> Available records:
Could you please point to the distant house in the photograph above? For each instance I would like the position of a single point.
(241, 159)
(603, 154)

...

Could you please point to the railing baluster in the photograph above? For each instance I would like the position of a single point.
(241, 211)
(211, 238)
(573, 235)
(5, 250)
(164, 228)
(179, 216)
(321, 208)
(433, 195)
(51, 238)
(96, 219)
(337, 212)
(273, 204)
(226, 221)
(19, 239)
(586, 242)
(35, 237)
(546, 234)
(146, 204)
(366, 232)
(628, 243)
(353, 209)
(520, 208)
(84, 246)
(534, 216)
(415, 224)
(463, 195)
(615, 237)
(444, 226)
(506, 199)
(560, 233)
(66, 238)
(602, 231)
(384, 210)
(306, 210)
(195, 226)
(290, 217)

> Stated exercise: Copy every line of the items above that contains the word "each".

> The solution:
Could you please point to the distant house in the photograph above? For each instance I would like the position of a single point.
Could you please point to the railing baluster in the photograph above? For each instance I would like the position of a single point.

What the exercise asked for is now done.